COMPLETE THE FOLLOWING:
[a] In the job search text, list every question that appears as a bulleted item.
[b] Translate this sentence from the job search text into Spanish: "Demand and regulations can change any industry or company, but there are often warning signs."
[c] Answer these questions from the job search text:
(i) How many questions does the text recommend starting with?
(ii) Which common job interview question does the text quote?
(iii) What does the text call a common reason to pursue new opportunities?
[begin EXTRACTED TEXT]
Preparing for a successful job search is easier when you start with these 3 questions. You can clarify your purpose, increase your motivation, gain control of your career, and get faster and better results in your job search.


These questions can also help you discover your resources and options, take active control of your life, and stop repeating mistakes to get MORE out of your career.

And it all starts with the first question…

#1 WHY?

Although it might sound overly simplistic, it really is necessary to make sure you can answer, at least to yourself, why you’re searching for a new job. Looking for a new job isn’t an effortless endeavor, and any project without a purpose isn’t likely to be completed.

When hitting a rough patch, it’s common for anyone to ask themselves—“Why AM I doing this, anyway?” If there isn’t a good answer, it’s hard to remain motivated! It is also important to consider the fact that “Why did you apply for this job?” is a common job interview question—precisely because it reveals an applicant’s preparedness and level of motivation.

If you’re not employed, the answer is obvious. But if you’re currently employed, asking yourself why you’re looking for a new job—- can help you avoid running into the same situation you’re trying to escape.

It’s quite common for jobseekers to try to leave a bad situation, only to find it follows them to each new job, which can feel like you’re walking around with a “kick me” sign on your back.

Escaping a Dead End

A “dead end” is a common reason to pursue new opportunities. It’s important to look at why you’ve reached a dead end, so that you can avoid this problem at your next job.

Demand and regulations can change any industry or company, but there are often warning signs.


  • Has demand decreased for your industry?
  • Are new regulations/new trends hurting the industry?


  • Why is company not growing?
  • Are the companies you’re interested in growing?


  • Are you not qualified for a promotion?
[end EXTRACTED TEXT]
[begin EXTRACTED INFORMATION]
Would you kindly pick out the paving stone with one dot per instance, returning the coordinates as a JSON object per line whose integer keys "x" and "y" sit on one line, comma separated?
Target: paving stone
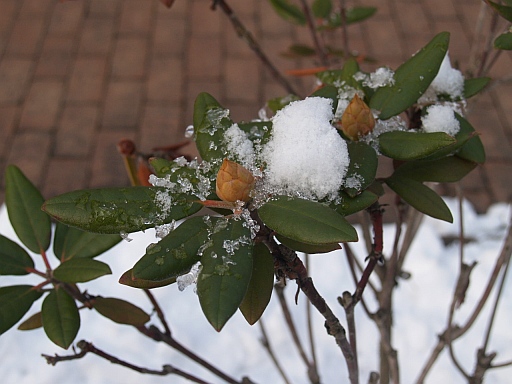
{"x": 122, "y": 105}
{"x": 14, "y": 77}
{"x": 75, "y": 133}
{"x": 42, "y": 105}
{"x": 87, "y": 80}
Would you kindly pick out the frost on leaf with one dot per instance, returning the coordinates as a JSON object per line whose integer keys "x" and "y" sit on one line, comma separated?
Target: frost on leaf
[end EXTRACTED INFORMATION]
COMPLETED EXERCISE:
[a]
- Has demand decreased for your industry?
- Are new regulations/new trends hurting the industry?
- Why is company not growing?
- Are the companies you're interested in growing?
- Are you not qualified for a promotion?

[b] La demanda y las regulaciones pueden cambiar cualquier industria o empresa, pero a menudo hay señales de advertencia.

[c]
(i) 3
(ii) "Why did you apply for this job?"
(iii) A "dead end"